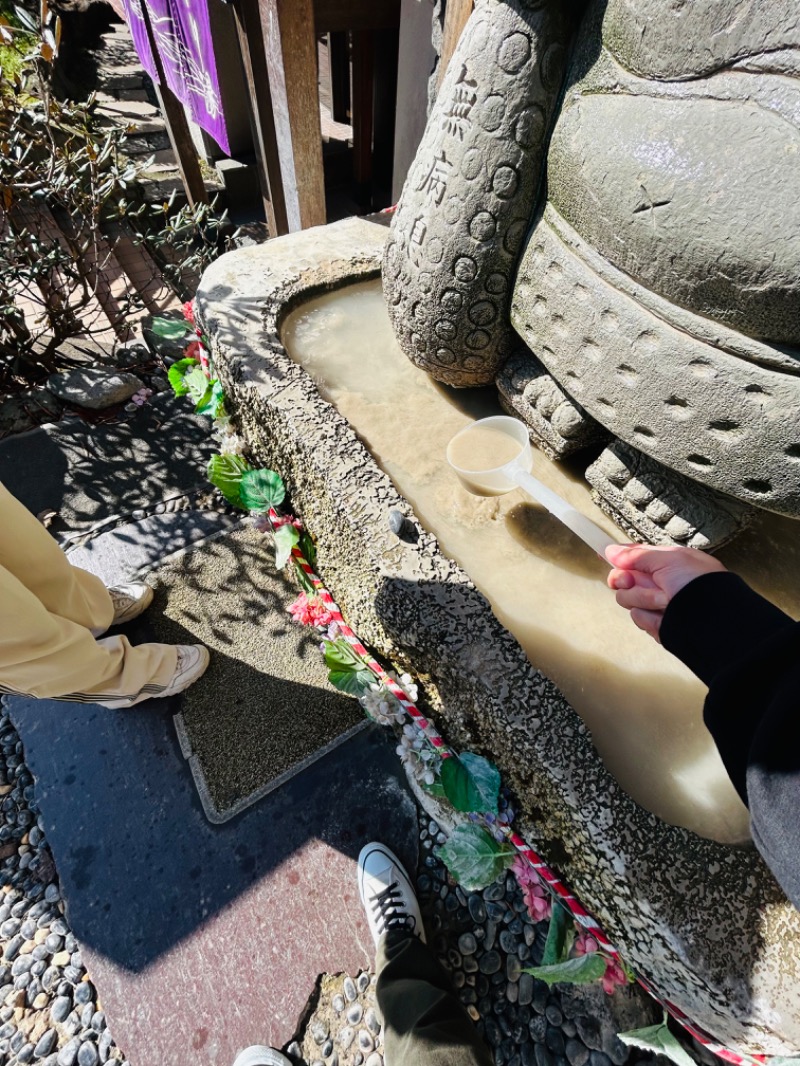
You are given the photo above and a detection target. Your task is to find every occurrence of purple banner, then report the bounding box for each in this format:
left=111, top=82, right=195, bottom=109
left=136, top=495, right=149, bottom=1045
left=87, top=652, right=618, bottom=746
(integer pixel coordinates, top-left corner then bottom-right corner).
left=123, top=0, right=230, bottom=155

:: WORK TO COMPLETE ::
Render the lines above as a JSON list of strings, one string per line, with blank lines left out. Omit the pictures.

:: FINAL RESULT ::
[
  "You are given the photo above and a detection target. Your task is to find every occurrence of purple banner, then report the bounding box for each in this format:",
  "left=111, top=82, right=195, bottom=109",
  "left=136, top=495, right=149, bottom=1045",
  "left=87, top=652, right=618, bottom=746",
  "(integer pixel coordinates, top-left corner then bottom-right corner).",
  "left=123, top=0, right=230, bottom=155"
]